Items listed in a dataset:
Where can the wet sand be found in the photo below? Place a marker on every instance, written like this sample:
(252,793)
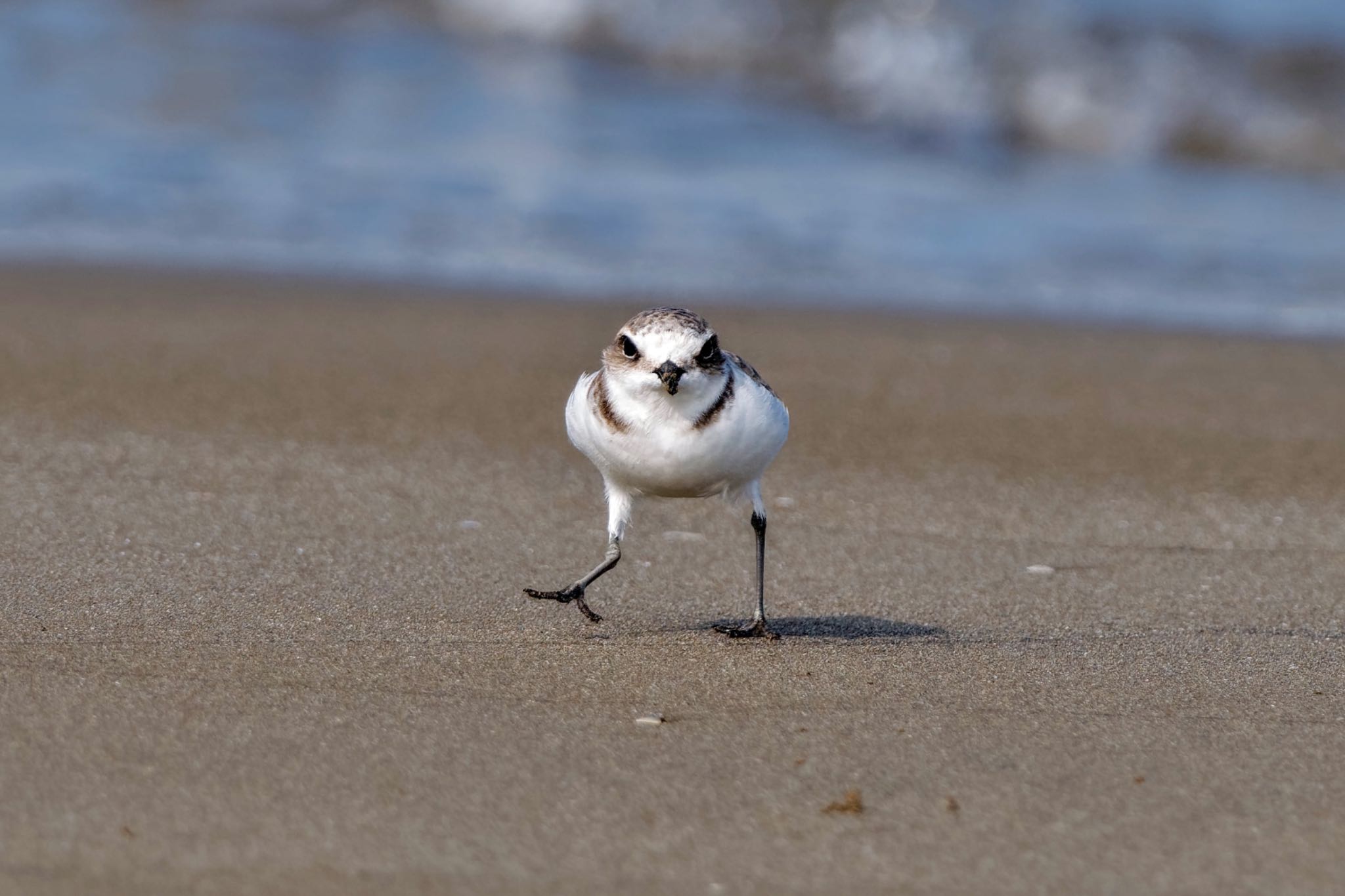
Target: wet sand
(261,626)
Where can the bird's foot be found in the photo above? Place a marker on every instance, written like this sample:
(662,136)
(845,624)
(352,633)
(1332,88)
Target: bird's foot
(755,630)
(565,595)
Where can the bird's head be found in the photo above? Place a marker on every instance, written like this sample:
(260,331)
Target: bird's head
(667,351)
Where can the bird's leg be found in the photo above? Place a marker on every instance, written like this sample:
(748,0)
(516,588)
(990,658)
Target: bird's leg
(618,516)
(758,628)
(576,591)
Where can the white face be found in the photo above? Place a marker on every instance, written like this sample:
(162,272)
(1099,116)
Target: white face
(692,352)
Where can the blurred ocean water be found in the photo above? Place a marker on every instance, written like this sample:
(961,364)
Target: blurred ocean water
(358,139)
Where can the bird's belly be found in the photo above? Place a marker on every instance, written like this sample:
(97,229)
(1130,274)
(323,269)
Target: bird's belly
(677,461)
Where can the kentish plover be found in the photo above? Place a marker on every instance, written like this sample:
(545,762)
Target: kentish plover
(670,414)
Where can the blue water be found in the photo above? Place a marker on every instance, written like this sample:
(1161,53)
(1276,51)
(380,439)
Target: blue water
(380,147)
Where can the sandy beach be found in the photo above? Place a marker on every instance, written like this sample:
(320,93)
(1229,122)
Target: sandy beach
(261,625)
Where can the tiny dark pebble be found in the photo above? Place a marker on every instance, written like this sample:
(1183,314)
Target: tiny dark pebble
(852,805)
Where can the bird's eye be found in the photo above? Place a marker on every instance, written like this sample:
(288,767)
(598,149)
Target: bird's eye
(711,351)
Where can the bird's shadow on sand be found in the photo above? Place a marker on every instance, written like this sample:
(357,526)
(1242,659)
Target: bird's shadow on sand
(849,628)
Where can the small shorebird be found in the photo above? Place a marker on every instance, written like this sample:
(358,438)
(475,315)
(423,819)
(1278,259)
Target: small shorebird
(671,414)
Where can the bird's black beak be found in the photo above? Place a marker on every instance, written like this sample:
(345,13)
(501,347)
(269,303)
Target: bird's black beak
(670,373)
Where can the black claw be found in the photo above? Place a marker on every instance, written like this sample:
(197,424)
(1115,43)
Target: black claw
(565,595)
(755,630)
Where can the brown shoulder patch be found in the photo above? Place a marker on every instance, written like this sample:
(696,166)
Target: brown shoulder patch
(720,403)
(665,319)
(751,371)
(598,394)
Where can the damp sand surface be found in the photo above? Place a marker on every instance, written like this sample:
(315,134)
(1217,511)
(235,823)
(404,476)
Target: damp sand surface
(1061,608)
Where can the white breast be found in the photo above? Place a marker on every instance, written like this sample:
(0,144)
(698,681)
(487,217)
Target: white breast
(663,454)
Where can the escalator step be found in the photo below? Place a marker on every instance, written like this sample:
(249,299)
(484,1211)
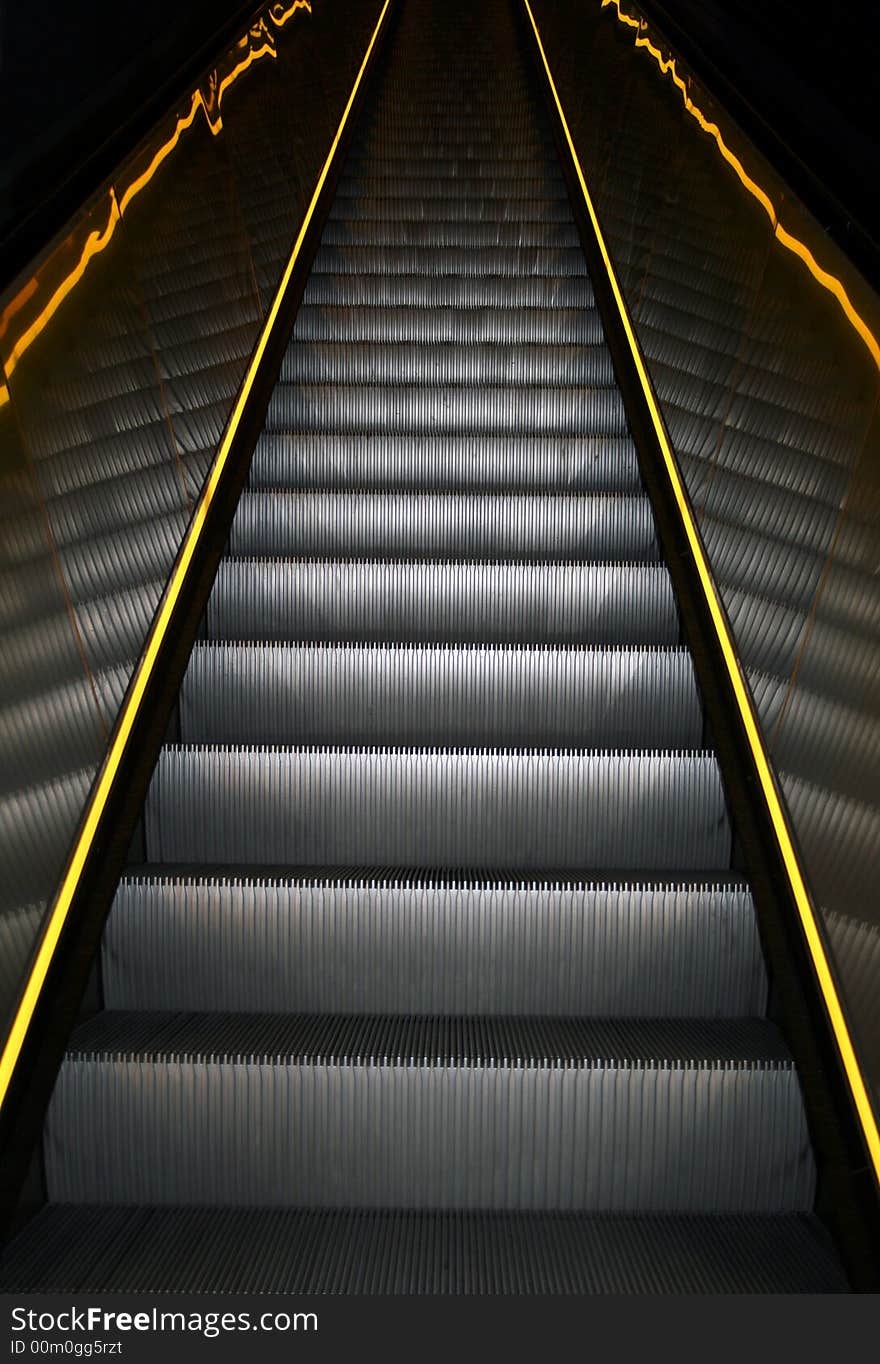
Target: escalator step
(414,208)
(456,262)
(444,602)
(448,525)
(408,808)
(422,291)
(576,464)
(658,950)
(460,235)
(516,1113)
(455,411)
(460,326)
(397,694)
(94,1250)
(570,366)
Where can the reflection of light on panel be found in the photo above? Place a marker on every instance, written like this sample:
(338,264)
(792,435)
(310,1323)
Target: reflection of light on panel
(828,281)
(97,240)
(158,632)
(744,705)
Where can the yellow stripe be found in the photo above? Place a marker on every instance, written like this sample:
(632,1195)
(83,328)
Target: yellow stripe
(786,239)
(64,898)
(798,888)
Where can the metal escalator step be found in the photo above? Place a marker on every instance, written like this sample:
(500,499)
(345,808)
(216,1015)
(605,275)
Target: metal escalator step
(98,566)
(426,1112)
(90,1250)
(423,291)
(577,464)
(244,944)
(396,161)
(404,694)
(456,262)
(450,411)
(467,209)
(506,190)
(444,525)
(442,602)
(445,808)
(394,233)
(463,326)
(433,364)
(47,654)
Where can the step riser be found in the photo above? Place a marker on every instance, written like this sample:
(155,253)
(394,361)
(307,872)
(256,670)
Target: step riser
(270,947)
(450,326)
(446,364)
(440,411)
(422,697)
(445,463)
(355,808)
(442,527)
(340,1135)
(442,603)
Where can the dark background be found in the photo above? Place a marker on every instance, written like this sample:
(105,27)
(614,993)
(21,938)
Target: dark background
(81,81)
(802,79)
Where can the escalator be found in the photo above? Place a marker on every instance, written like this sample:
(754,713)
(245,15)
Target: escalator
(434,971)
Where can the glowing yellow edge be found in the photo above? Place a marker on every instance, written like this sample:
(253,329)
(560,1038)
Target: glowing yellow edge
(781,828)
(60,909)
(97,242)
(785,238)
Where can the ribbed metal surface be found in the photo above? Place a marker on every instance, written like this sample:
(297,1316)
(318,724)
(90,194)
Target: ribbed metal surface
(459,411)
(438,808)
(437,962)
(433,947)
(453,326)
(261,1251)
(480,1113)
(446,363)
(442,602)
(280,693)
(543,464)
(450,525)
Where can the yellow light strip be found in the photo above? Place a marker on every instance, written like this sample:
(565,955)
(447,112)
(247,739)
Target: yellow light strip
(768,789)
(97,242)
(786,239)
(97,805)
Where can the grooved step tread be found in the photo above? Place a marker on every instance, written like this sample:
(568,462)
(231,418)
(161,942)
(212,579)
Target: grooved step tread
(452,1041)
(341,1251)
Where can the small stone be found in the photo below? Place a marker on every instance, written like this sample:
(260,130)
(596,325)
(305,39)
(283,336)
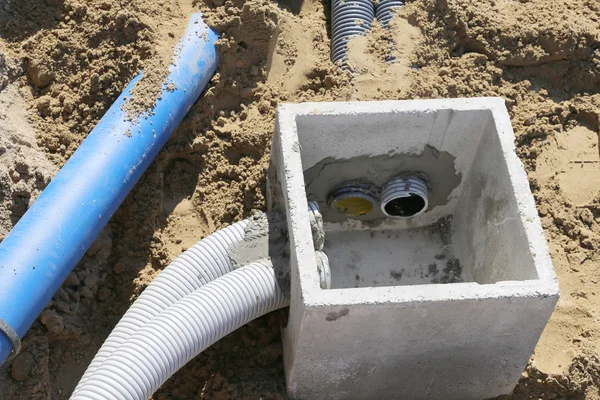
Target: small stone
(62,295)
(119,268)
(39,73)
(246,92)
(52,321)
(91,280)
(72,280)
(21,367)
(22,166)
(94,248)
(86,293)
(15,176)
(75,296)
(62,306)
(21,189)
(104,293)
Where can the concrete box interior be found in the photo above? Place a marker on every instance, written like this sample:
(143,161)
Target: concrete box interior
(418,300)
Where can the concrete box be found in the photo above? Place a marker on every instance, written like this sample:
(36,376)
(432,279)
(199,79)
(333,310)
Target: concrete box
(446,305)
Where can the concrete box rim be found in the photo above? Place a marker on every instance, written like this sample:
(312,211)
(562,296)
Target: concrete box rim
(301,249)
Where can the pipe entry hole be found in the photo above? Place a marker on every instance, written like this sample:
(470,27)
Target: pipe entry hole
(405,206)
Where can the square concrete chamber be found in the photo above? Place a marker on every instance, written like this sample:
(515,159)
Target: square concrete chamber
(448,304)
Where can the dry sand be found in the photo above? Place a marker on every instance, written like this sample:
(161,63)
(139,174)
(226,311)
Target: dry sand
(63,62)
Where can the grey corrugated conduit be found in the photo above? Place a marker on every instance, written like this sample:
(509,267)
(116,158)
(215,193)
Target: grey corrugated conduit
(156,351)
(204,262)
(349,18)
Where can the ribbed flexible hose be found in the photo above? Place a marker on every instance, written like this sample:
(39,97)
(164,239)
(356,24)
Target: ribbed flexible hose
(166,343)
(204,262)
(349,18)
(386,9)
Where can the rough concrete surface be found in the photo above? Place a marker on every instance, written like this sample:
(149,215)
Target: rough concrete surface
(414,339)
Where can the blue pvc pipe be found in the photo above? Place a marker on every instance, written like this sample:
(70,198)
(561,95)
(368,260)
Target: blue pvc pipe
(44,247)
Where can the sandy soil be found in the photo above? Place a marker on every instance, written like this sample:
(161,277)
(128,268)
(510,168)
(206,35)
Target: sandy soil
(63,62)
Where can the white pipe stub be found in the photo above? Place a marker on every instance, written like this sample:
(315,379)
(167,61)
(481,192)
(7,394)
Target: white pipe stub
(404,197)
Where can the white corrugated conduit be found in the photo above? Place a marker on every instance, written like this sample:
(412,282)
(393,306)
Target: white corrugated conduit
(193,303)
(165,344)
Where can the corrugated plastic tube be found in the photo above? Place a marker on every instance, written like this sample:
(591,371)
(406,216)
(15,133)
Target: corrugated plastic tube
(161,347)
(349,18)
(49,240)
(204,262)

# WORK TASK:
Whenever "below" occurs in a line of the entries, copy that line.

# YOUR RESPONSE:
Where can the wet sand be found in the photo below? Place a marker on every instance, written like this sample:
Where can the escalator step be found in the photo below? Place a marker on every instance, written like this sample:
Where can the small stone be found in the photo below? Place a marker on every instance, written like this sample:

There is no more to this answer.